#### What the exercise asks
Your task is to transcribe all of the data below exactly, omitting the images.

Entries from a dataset:
------

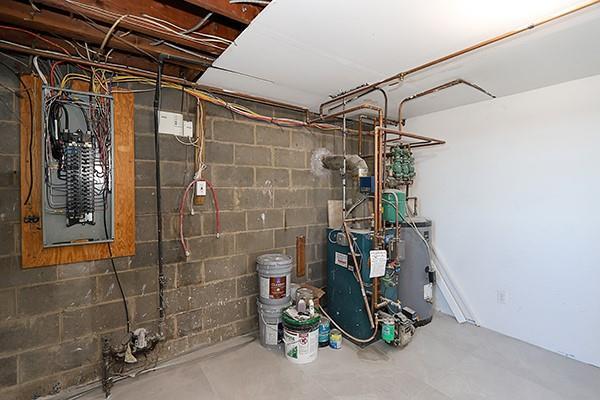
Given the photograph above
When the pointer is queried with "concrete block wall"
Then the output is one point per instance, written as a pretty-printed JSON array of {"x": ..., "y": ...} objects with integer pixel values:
[{"x": 52, "y": 319}]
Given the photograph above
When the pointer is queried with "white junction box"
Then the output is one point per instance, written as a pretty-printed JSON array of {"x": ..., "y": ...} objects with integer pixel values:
[
  {"x": 188, "y": 129},
  {"x": 201, "y": 188},
  {"x": 173, "y": 124}
]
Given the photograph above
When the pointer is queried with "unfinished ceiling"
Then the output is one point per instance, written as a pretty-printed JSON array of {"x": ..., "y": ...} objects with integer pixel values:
[
  {"x": 192, "y": 33},
  {"x": 304, "y": 52}
]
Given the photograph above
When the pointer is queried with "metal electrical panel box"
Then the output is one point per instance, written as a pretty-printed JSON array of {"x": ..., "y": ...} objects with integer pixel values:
[{"x": 77, "y": 167}]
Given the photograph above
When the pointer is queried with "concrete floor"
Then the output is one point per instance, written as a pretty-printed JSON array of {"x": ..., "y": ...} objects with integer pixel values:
[{"x": 444, "y": 361}]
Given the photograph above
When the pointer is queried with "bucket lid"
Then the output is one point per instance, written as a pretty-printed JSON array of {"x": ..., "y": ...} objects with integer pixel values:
[
  {"x": 272, "y": 308},
  {"x": 274, "y": 260},
  {"x": 288, "y": 320}
]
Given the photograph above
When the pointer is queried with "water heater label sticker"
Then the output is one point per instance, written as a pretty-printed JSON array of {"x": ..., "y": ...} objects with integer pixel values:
[
  {"x": 341, "y": 259},
  {"x": 378, "y": 263}
]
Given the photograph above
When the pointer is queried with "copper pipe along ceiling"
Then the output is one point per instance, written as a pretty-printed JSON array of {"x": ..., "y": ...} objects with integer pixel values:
[
  {"x": 147, "y": 74},
  {"x": 355, "y": 93},
  {"x": 439, "y": 88},
  {"x": 364, "y": 106}
]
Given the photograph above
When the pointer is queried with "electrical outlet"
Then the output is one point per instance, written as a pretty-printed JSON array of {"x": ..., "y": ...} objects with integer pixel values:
[
  {"x": 501, "y": 296},
  {"x": 170, "y": 123},
  {"x": 201, "y": 188}
]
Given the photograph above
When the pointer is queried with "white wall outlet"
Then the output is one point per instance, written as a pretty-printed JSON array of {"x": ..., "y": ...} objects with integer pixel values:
[
  {"x": 501, "y": 296},
  {"x": 201, "y": 188},
  {"x": 188, "y": 129},
  {"x": 170, "y": 123}
]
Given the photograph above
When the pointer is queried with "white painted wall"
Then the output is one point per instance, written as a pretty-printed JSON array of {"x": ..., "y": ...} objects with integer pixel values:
[{"x": 515, "y": 200}]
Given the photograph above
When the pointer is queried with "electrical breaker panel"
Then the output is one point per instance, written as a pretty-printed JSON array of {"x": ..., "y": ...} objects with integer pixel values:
[{"x": 77, "y": 167}]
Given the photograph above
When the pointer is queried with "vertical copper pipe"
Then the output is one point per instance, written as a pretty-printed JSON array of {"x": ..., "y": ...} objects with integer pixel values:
[
  {"x": 360, "y": 136},
  {"x": 360, "y": 91},
  {"x": 300, "y": 256},
  {"x": 378, "y": 172}
]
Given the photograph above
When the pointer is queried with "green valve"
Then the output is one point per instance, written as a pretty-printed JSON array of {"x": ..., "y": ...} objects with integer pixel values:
[
  {"x": 403, "y": 164},
  {"x": 389, "y": 205},
  {"x": 388, "y": 330}
]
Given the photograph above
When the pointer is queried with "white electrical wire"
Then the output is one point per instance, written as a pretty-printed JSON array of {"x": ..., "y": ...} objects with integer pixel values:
[{"x": 39, "y": 71}]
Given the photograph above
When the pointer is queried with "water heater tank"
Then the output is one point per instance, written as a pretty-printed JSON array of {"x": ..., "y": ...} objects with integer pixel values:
[{"x": 415, "y": 282}]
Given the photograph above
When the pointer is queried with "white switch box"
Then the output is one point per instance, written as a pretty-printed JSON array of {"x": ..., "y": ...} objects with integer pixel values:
[
  {"x": 170, "y": 123},
  {"x": 188, "y": 129},
  {"x": 201, "y": 188}
]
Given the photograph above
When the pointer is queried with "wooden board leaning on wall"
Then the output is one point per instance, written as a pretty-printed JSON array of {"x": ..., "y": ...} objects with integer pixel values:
[{"x": 33, "y": 253}]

------

#### Solution for this exercise
Given the photograph above
When the pointer is queried with "concrete block wall"
Then the output is one point per instance, written as a pretty-printed JSON array of {"x": ..., "y": ...} objects with integer pixel values:
[{"x": 52, "y": 319}]
Given the photograph above
When the pointer is queried with "white junction box"
Then the output is one point per instance, written as a pretty-printed JSON array of {"x": ..., "y": ...} objects with integer pixel values:
[
  {"x": 188, "y": 129},
  {"x": 201, "y": 188},
  {"x": 173, "y": 124}
]
Given the photograph above
When the pointer is queried with "unfinished ceiling"
Then the output is one point per instance, written as a pretty-printed JSON array of {"x": ..., "y": ...} objects with integer pixel values:
[
  {"x": 192, "y": 33},
  {"x": 304, "y": 52}
]
Given the photograph above
When the pointer is queried with "metal electrical panel box"
Then the output is one point per instance, written as a pretty-printed JSON array of {"x": ..., "y": ...} objects with integer pixel values:
[{"x": 77, "y": 167}]
Given the photograph above
When the pointer is queried with "concrete floor"
Then the output is one point per instance, written as a pretty-printed JSON array of {"x": ..., "y": ...} objects with integer pixel values:
[{"x": 444, "y": 361}]
Given the photograph above
When the pointer is queried with "bucket lid"
Then the output is one point per instance, written as a pretty-printed JSON array of {"x": ..., "y": ...} objects with integer pixel values:
[
  {"x": 272, "y": 308},
  {"x": 274, "y": 260},
  {"x": 288, "y": 320}
]
Given the photograph above
When the pointer is queried with "water heater label sticker"
Then the output is one point per instance, written as a pretty-printed JSON array of {"x": ..., "y": ...} objects with integer pixel values:
[
  {"x": 341, "y": 259},
  {"x": 378, "y": 263}
]
Given the photograph above
When the pointer is queried with "copper pipe along ceiling"
Then the output is one point per instance, written as a pretty-printed JSON array of {"x": ..., "y": ...} objects with integer pixel values:
[
  {"x": 147, "y": 74},
  {"x": 355, "y": 93},
  {"x": 439, "y": 88},
  {"x": 364, "y": 106}
]
Given the photograph above
When the pointer is queried with "electrical outlet"
Then the output is one point per instance, written as a pretty-printed JSON array of {"x": ..., "y": ...} objects with integer pixel values:
[
  {"x": 501, "y": 296},
  {"x": 170, "y": 123},
  {"x": 201, "y": 188}
]
Given the photograph above
When the pointer is queried with "white wall outlet"
Then the output is one point per instance, written as a pretty-printed JSON array of {"x": ..., "y": ...} objects with integer pixel values:
[
  {"x": 501, "y": 296},
  {"x": 201, "y": 188},
  {"x": 188, "y": 129},
  {"x": 170, "y": 123}
]
Given the photograph above
When the pointer is queried with "white painted wall"
Then the output is one point per instance, written as a pretty-printed JSON array of {"x": ..., "y": ...} objects with integer pixel values:
[{"x": 515, "y": 200}]
Given the photograph above
When the pointer is queried with "electrical breaker panel"
Then the output is one point per instance, written as a pretty-printed JSON array of {"x": ..., "y": ...} objects with integer pixel values:
[{"x": 77, "y": 167}]
Given the photograph above
When the pointer is queried with "vertical copper pipe"
Then the output is one point per instance, written as a pretty-printed JSON array of {"x": ..., "y": ...} objects with integer pixel values:
[
  {"x": 360, "y": 136},
  {"x": 360, "y": 91},
  {"x": 300, "y": 256},
  {"x": 378, "y": 172}
]
Given the photograph above
When the pointer is queried with "green valve"
Then the output is one point per instance, written as a pretty-printed JSON array of {"x": ..., "y": ...} objects with integer pixel values:
[
  {"x": 403, "y": 164},
  {"x": 389, "y": 205},
  {"x": 388, "y": 330}
]
Given the photograph above
When the pointer is queried with "white electrical wire"
Then the output is one point per instance, written as a pretty-printed JSON array of {"x": ..., "y": ...} objects with integer pixel values:
[{"x": 39, "y": 71}]
Given the photograph above
When the pointer is queried with "water heater tank"
Then the output is one point per instance, written as a pretty-printed JSON array of {"x": ..., "y": ...} objects with integer pixel values:
[{"x": 415, "y": 282}]
Given the photograph above
When the pointer is queried with "white switch box"
Then the output is one point per instance, written as a pretty-printed JSON array of {"x": ..., "y": ...} objects with integer pixel values:
[
  {"x": 170, "y": 123},
  {"x": 188, "y": 129},
  {"x": 201, "y": 188}
]
Given the photograph above
When the pointer is queried with "wooden board leaning on wall"
Then the output is one point per instance, written as a pretty-printed JSON array of {"x": ..., "y": ...} objects with integer pixel values:
[{"x": 33, "y": 253}]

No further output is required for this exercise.